-------- Data for processing --------

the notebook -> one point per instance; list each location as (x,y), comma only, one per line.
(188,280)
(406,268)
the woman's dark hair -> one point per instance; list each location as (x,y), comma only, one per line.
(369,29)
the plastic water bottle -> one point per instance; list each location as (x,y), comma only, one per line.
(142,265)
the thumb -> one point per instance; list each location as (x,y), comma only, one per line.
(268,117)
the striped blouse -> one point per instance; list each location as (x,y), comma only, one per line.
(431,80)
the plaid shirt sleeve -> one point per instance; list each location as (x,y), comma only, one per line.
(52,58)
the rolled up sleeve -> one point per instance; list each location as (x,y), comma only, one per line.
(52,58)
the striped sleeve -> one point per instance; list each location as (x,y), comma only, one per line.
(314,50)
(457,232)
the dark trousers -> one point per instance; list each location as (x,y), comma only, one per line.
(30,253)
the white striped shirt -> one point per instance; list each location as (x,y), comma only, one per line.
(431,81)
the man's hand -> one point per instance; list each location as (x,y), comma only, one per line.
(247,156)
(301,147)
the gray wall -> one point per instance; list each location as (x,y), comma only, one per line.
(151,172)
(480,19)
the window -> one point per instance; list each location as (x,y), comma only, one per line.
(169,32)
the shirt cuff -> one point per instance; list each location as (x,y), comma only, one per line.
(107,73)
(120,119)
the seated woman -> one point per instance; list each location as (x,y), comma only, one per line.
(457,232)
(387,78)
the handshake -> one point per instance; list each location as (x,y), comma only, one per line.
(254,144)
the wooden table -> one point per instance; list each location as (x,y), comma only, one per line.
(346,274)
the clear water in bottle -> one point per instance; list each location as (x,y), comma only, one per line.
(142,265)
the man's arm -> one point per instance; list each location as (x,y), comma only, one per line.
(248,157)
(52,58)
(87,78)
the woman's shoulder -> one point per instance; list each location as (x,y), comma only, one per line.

--------

#### Task
Every entry must be output again, exactly as written above.

#### Answer to this problem
the notebook -> one point per instance; list each location as (x,y), comma only, one per line.
(188,280)
(406,268)
the woman's dark hair -> one point per instance; list each location as (x,y), comma only, one per line.
(369,29)
the plastic water bottle -> one point per instance; list each location as (x,y), comma only, one per line.
(142,265)
the thumb -> one point per instance; list each location as (x,y), comma only, one per line.
(268,117)
the striped blouse -> one point per instance; list each location as (x,y), comma only, one per line.
(431,80)
the plaid shirt sleeve -> one point per instance; list each location as (x,y), comma only, one per line.
(52,58)
the rolled up sleeve -> one point per instance; list each location as (x,y), comma only, one per line.
(52,58)
the striped sleeve -> one point per instance; list each location as (x,y), comma only, one per line.
(314,50)
(457,232)
the dark trousers -> one point per instance; list each location as (x,y), comma only, one per line.
(30,253)
the white striped shirt -> one point per instance; list each location as (x,y), comma only, one per line.
(431,81)
the man's hand -> one point per instance; list each location as (x,y), comma only, one per line.
(247,156)
(301,147)
the gray wall -> one point per instance; list each location as (x,y), comma only, one per line.
(151,172)
(480,19)
the window -> one point per instance; list each location as (x,y), comma only, one per line.
(169,32)
the shirt cuff -> one point per instance; list each location as (x,y), comma only, one per line.
(107,73)
(120,119)
the seated woman -> one point per instance; list each location as (x,y), comma only, one per line.
(457,232)
(387,78)
the handshake -> one point per instance; list each location as (x,y), comma only, one per line.
(254,144)
the wooden table -> one point per instance; list each location as (x,y), comma only, one per line.
(346,274)
the clear water in bottle -> one point per instance; list each location as (x,y), comma only, one per line.
(142,265)
the man's arm -> one point per instance; list each location as (x,y), comma only, one per line.
(248,157)
(52,58)
(87,78)
the woman's shoulder -> one point per instance; list each location as (x,y), comma only, one per line.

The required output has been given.